* [WHAT IS BEING ASKED]: Reproduce every one of the items below word for word, omitting the pictures.

===== GIVEN RECORDS =====

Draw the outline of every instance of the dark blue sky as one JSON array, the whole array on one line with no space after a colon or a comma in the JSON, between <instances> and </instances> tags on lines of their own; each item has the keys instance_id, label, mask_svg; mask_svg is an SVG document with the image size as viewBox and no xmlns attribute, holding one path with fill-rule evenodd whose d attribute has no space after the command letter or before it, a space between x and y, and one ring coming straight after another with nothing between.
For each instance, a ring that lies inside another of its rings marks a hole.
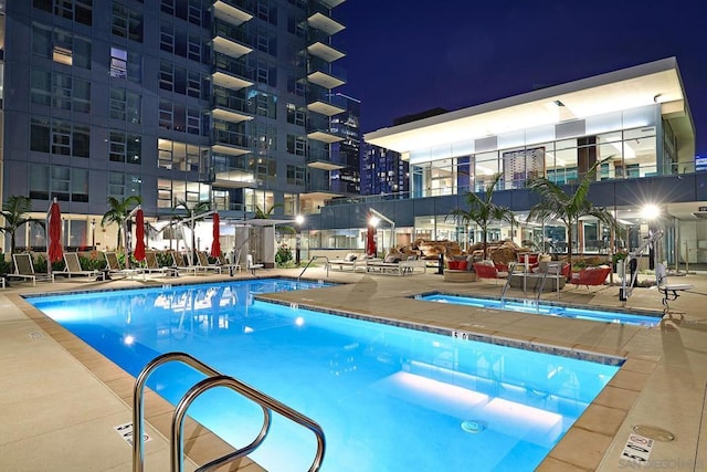
<instances>
[{"instance_id":1,"label":"dark blue sky","mask_svg":"<svg viewBox=\"0 0 707 472\"><path fill-rule=\"evenodd\" d=\"M371 132L675 56L707 156L707 15L700 0L347 0L335 44Z\"/></svg>"}]
</instances>

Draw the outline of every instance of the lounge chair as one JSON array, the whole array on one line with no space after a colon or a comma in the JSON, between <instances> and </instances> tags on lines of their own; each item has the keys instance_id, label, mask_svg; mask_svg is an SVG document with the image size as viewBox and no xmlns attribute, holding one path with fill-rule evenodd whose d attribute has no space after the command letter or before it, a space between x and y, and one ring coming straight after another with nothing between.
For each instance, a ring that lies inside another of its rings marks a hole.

=====

* [SOLUTION TO THE PROBLEM]:
Draw the outline of every instance of the dark blue sky as one JSON array, the whole array on one line with no space after a colon or a comma in the JSON, between <instances> and </instances> tags on lines of their own; each item has the keys instance_id, label, mask_svg; mask_svg is an SVG document with the image size as viewBox and no xmlns attribute, holding one path with fill-rule evenodd whose d attribute has no space after the command letter or before it, a space between x and y, and one ring coming straight after another with nothing between.
For each instance, a ring that lies inside another of its rings marks a hole.
<instances>
[{"instance_id":1,"label":"dark blue sky","mask_svg":"<svg viewBox=\"0 0 707 472\"><path fill-rule=\"evenodd\" d=\"M371 132L675 56L707 156L707 15L700 0L347 0L335 44Z\"/></svg>"}]
</instances>

Draw the outline of every instance of the lounge chair as one JSON array, the whole array on one line with no space after a colon or a comma in the JSON, between <instances> and </instances> tags on lines of their own; each item has the keys instance_id, label, mask_svg; mask_svg is an SVG document with the image size as viewBox and no xmlns attribute, holding one path with fill-rule evenodd whose d attribute has no space after the command letter or before it, a space between x and y, and one ring coming straight after another with nothing between.
For each instance, a ring that lies inside another of its rings marks a hole.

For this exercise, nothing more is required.